• **ACTIVITY**: Go through the data below and gather each line containing "microwave".

START EXERCISE DATA

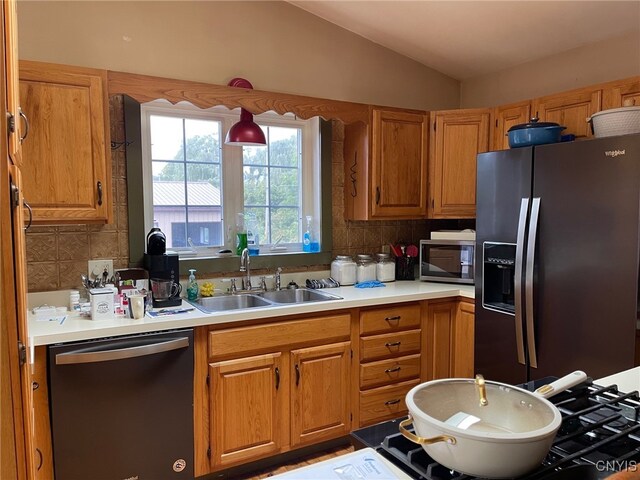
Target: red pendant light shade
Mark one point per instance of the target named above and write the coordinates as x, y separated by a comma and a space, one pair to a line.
246, 132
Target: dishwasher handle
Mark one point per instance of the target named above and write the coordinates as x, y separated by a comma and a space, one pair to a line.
70, 358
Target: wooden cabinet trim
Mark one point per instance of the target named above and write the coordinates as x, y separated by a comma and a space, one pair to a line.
278, 335
145, 88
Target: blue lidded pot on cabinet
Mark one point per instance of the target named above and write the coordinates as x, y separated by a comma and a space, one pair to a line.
534, 133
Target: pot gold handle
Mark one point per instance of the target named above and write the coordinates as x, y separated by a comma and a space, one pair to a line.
421, 440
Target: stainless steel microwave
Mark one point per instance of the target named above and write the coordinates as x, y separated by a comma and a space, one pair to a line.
447, 260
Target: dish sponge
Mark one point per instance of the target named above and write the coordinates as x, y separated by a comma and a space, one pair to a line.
370, 284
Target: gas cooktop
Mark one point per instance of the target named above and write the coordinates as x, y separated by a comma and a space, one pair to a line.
600, 435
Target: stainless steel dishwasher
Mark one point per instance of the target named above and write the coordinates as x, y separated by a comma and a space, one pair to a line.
122, 408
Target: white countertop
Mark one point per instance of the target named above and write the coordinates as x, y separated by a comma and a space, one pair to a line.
76, 328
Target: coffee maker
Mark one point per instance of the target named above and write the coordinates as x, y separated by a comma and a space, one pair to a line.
162, 266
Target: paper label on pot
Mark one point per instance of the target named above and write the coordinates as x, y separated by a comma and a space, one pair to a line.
462, 420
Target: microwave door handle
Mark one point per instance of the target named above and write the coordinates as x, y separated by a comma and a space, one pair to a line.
517, 283
528, 282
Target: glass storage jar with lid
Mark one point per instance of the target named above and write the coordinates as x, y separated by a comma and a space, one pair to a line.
385, 268
343, 270
366, 270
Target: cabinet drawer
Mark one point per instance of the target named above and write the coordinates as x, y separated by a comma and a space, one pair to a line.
385, 372
389, 345
390, 319
384, 402
279, 334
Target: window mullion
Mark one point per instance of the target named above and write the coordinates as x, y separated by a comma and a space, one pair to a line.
186, 183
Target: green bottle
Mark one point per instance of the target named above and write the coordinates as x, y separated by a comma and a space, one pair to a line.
192, 286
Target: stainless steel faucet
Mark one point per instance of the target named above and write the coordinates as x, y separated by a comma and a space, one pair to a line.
245, 262
277, 278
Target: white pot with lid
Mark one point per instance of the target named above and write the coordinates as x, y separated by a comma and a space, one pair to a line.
506, 436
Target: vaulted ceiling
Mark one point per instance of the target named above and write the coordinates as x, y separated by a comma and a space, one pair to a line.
466, 39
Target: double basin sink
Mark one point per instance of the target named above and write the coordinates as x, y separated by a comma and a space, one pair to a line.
262, 299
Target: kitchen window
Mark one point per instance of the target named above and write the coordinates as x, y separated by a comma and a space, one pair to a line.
195, 185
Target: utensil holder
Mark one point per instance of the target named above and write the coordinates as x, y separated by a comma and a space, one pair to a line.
405, 268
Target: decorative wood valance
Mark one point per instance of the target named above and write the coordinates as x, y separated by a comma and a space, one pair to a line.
144, 88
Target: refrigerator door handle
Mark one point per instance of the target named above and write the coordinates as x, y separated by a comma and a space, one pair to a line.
517, 283
528, 282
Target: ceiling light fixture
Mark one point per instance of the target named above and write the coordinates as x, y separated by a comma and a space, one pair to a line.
245, 133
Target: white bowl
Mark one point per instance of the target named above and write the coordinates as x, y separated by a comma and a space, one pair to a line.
616, 121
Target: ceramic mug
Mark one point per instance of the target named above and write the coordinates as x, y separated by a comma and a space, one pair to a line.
137, 304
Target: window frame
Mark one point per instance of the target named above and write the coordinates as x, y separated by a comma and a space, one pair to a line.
321, 177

END EXERCISE DATA

• **RESPONSE TO THIS EXERCISE**:
Target: stainless steel microwave
Target: microwave door handle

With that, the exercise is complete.